# WRITTEN PROBLEM
Which lines in the entries below contain the word "blue"? Show each of those lines.

# DATASET RECORDS

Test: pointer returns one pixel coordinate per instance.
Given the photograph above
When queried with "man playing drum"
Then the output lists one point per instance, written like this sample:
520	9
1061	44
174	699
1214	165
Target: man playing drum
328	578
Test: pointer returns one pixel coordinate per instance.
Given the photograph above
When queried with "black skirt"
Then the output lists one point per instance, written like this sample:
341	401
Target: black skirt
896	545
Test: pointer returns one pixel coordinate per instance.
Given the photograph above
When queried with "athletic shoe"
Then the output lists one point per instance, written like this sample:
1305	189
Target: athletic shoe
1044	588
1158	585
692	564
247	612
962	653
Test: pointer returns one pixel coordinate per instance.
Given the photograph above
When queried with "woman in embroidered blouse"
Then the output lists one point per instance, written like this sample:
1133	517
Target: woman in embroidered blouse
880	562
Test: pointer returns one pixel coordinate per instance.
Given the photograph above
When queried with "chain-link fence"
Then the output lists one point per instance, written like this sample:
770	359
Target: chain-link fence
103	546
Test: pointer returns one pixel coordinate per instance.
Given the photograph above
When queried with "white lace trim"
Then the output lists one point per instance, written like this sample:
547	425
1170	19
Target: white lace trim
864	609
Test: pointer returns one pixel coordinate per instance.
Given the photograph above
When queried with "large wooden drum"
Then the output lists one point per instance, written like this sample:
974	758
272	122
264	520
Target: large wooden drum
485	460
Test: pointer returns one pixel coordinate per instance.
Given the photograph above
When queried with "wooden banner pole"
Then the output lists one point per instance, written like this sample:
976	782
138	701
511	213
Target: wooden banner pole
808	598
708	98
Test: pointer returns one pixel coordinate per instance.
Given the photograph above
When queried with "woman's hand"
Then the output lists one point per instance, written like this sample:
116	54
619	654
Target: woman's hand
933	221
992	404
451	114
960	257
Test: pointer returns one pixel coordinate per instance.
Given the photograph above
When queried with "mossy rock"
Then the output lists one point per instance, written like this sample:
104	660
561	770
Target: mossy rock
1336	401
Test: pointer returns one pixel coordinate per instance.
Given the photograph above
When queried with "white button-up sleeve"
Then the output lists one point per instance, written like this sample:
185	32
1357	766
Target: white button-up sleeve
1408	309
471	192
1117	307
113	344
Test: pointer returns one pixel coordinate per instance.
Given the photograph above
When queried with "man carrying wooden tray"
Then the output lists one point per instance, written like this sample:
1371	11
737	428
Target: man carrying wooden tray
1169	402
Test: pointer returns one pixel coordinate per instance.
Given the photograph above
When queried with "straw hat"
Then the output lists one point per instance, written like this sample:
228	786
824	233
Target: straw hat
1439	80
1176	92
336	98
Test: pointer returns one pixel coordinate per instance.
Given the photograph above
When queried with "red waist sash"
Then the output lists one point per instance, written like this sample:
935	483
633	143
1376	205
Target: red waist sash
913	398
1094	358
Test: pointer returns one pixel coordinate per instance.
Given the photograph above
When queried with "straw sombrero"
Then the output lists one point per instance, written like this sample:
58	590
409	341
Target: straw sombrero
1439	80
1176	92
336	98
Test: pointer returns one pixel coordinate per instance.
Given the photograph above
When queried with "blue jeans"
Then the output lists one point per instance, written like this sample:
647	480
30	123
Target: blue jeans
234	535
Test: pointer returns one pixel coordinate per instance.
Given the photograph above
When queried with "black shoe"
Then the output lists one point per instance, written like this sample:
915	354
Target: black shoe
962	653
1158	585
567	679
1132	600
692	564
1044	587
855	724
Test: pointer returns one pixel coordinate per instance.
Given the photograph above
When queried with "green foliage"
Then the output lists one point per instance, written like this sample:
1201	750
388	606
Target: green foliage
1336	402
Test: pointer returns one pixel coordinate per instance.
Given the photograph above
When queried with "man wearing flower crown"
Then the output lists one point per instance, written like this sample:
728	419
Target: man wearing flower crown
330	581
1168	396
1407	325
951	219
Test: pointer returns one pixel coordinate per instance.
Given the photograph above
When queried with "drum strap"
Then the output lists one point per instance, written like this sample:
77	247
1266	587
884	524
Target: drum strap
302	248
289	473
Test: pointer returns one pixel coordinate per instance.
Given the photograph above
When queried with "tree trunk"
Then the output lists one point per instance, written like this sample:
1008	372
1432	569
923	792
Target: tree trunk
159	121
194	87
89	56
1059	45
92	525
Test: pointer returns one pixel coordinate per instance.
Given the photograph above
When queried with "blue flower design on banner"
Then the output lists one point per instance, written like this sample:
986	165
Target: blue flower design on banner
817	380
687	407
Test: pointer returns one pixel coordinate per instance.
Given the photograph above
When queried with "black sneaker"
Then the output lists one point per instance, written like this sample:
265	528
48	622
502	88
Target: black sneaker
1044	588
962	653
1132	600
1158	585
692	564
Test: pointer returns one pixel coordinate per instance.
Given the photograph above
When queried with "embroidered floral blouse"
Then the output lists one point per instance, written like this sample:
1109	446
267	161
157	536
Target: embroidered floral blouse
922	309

# REPLY TO THE EXERCISE
When queried with "blue jeans"
Target: blue jeans
When queried with "blue flower design on banner"
Target: blue flower design on banner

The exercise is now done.